» DESCRIPTION OF THE TASK
In the records below, which lines include "band"? Copy them.

» GIVEN DATA

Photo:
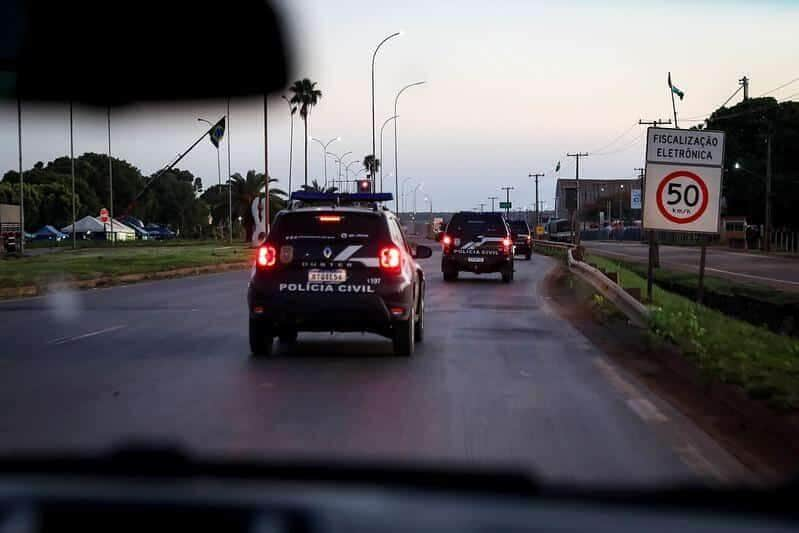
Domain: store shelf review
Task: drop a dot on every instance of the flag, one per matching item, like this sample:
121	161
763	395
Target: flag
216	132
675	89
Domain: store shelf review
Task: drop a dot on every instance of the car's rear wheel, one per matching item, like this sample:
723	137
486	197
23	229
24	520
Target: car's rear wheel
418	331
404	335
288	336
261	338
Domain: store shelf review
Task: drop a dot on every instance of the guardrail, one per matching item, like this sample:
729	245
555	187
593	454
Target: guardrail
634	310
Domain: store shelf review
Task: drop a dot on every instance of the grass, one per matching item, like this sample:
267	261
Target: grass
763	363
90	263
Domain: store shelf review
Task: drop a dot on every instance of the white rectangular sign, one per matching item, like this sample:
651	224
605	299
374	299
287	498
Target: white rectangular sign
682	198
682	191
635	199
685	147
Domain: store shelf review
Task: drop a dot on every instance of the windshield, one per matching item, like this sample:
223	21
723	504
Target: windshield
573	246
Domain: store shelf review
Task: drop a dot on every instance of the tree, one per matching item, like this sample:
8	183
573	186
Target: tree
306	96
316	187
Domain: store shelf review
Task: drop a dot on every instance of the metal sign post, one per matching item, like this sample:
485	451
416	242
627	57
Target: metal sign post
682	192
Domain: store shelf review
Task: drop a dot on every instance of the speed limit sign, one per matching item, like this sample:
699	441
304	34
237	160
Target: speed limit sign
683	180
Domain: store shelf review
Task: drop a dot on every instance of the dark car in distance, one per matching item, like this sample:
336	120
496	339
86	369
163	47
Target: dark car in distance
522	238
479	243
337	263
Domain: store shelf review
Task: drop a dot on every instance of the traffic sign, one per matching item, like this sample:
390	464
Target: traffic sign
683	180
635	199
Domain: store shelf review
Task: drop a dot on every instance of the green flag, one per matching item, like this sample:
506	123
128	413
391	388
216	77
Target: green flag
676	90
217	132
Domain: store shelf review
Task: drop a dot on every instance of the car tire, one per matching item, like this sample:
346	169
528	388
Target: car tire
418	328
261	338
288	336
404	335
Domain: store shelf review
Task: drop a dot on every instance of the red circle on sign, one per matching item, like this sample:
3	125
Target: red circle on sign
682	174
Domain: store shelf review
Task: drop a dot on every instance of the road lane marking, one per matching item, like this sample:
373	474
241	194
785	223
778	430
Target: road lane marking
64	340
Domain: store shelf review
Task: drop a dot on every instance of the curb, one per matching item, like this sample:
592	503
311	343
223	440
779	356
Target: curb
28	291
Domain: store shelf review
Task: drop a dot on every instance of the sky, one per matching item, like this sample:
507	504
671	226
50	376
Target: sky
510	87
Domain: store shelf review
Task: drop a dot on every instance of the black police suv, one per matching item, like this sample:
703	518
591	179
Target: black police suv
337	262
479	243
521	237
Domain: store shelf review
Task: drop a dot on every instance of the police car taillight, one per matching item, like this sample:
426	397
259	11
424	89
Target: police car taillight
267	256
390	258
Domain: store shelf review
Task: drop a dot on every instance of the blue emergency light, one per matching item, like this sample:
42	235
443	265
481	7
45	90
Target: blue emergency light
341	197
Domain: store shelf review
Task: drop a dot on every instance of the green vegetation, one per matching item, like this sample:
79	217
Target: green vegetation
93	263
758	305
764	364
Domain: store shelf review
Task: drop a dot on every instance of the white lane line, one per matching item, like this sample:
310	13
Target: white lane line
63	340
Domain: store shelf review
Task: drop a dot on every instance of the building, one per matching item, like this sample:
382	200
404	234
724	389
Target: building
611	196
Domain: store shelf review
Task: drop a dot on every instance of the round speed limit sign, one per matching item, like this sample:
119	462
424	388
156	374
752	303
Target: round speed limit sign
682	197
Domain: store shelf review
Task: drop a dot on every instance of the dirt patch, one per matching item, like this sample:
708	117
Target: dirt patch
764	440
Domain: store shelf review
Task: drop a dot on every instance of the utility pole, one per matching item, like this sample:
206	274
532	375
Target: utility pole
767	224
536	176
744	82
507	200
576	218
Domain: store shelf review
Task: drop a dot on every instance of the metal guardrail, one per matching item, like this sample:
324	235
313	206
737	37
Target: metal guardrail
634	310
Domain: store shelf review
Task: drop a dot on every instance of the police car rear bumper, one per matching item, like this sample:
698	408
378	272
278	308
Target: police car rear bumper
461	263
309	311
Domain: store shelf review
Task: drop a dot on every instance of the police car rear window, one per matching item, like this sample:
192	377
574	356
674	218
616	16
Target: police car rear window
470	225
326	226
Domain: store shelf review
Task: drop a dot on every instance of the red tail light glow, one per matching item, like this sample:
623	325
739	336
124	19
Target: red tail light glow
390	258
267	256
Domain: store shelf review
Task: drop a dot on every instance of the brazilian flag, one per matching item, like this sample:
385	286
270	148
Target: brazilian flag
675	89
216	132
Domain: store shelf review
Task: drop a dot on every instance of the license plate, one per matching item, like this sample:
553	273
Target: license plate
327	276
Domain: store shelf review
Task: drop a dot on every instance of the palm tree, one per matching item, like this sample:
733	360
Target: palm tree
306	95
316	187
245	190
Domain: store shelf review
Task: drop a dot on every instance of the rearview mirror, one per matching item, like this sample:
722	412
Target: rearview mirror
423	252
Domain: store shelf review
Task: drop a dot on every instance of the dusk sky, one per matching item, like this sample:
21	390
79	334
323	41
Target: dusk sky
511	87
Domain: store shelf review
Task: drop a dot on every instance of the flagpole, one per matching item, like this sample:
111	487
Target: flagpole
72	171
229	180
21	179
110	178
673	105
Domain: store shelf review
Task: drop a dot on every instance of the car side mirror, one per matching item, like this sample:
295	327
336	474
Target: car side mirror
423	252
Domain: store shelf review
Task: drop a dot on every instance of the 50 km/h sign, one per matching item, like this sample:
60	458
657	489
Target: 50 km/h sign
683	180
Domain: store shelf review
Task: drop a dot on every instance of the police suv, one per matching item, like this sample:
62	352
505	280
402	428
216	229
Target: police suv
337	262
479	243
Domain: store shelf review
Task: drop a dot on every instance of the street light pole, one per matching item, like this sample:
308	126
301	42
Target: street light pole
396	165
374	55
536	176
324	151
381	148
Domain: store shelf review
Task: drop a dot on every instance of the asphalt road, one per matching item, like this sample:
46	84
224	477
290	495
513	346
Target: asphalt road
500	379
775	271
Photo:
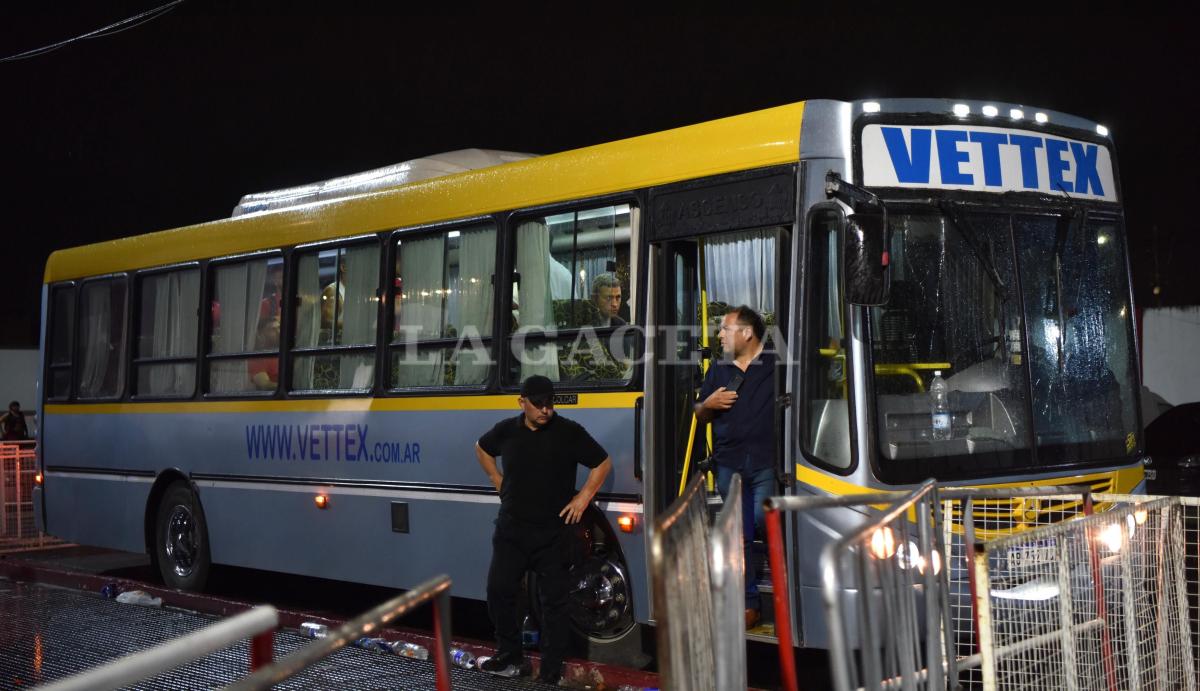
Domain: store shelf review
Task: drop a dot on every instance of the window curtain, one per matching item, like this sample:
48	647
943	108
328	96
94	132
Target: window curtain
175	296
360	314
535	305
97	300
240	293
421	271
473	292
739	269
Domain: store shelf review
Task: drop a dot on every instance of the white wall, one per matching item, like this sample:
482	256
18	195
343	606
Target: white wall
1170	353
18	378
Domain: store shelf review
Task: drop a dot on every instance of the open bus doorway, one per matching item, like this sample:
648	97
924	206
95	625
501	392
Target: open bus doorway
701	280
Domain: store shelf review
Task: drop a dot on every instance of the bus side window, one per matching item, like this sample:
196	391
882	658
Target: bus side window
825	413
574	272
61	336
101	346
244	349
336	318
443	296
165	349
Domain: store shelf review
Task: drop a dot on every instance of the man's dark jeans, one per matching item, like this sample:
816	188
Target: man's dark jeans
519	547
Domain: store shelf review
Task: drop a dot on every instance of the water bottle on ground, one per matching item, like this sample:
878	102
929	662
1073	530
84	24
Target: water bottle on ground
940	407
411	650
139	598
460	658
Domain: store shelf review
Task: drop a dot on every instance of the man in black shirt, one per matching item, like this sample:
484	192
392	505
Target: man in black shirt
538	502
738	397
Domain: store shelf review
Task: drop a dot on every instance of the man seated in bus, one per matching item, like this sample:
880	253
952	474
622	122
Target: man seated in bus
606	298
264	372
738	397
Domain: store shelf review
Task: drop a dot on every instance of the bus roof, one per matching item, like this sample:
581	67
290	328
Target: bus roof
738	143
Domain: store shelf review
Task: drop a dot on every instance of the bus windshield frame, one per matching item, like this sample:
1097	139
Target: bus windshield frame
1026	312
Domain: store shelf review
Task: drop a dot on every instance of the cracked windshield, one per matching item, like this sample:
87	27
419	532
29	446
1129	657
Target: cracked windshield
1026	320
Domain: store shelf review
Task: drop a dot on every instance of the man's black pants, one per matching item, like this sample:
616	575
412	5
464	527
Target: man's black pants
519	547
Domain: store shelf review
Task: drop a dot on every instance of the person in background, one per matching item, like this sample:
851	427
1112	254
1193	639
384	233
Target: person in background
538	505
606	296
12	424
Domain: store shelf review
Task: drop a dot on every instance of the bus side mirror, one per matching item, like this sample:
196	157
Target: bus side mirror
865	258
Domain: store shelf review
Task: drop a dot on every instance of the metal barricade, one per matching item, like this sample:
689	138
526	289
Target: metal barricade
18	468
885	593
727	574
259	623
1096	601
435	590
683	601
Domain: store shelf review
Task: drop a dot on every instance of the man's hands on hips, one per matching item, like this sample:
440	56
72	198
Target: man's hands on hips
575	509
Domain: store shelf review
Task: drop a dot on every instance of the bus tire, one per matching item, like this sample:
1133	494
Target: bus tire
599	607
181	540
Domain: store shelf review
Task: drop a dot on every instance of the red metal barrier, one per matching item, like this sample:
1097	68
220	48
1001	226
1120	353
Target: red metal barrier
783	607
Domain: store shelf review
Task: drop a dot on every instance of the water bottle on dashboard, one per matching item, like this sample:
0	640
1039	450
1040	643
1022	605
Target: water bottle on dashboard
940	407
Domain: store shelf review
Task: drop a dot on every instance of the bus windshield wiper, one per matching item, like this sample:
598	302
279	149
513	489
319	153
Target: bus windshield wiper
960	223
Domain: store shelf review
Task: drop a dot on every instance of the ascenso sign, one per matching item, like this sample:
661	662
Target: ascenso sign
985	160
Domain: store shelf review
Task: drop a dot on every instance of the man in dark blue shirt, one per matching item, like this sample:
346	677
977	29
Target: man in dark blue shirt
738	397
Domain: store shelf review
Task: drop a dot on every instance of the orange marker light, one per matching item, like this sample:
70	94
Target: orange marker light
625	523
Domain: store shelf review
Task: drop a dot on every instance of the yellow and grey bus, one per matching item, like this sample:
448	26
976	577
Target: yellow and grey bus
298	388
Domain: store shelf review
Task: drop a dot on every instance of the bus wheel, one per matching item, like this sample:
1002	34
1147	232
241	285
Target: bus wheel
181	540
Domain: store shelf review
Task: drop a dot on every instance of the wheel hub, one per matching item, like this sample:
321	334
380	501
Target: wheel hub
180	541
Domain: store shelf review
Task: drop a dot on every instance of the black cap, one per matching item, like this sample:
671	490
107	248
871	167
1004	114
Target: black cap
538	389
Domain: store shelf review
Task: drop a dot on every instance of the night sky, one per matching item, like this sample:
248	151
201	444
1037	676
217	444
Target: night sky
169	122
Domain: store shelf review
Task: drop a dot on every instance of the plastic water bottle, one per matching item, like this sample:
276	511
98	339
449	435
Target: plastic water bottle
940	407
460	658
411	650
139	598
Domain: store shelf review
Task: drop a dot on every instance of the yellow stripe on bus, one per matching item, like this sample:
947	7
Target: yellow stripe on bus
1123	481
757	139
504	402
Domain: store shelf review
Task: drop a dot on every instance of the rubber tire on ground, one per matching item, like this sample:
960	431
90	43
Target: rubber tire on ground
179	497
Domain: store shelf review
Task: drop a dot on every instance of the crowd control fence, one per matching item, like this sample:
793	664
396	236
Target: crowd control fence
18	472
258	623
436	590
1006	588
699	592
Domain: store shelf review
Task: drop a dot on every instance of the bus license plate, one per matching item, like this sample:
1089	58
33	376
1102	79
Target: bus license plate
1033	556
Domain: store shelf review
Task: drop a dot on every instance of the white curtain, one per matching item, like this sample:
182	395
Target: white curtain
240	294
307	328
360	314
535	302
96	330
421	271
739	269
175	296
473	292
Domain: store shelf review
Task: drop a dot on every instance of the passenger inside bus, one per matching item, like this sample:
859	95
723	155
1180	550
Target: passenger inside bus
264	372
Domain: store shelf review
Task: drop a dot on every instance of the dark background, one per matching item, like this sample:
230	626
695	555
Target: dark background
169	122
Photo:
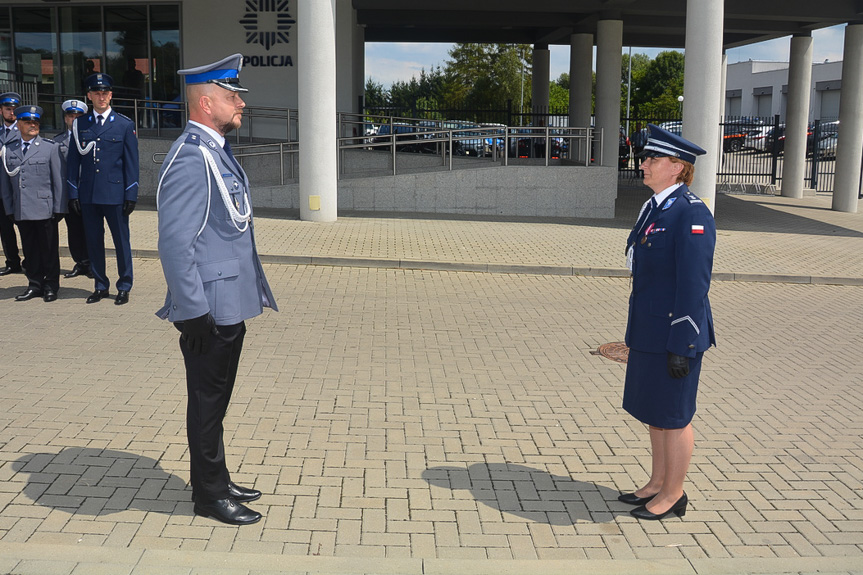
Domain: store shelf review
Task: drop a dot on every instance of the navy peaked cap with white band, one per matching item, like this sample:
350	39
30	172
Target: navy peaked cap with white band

» RESPONSE AREA
Task: drop a dot on every instance of the navy peaked cap with white band, one per matching item, like this sample:
Target: navy peaked cap with white band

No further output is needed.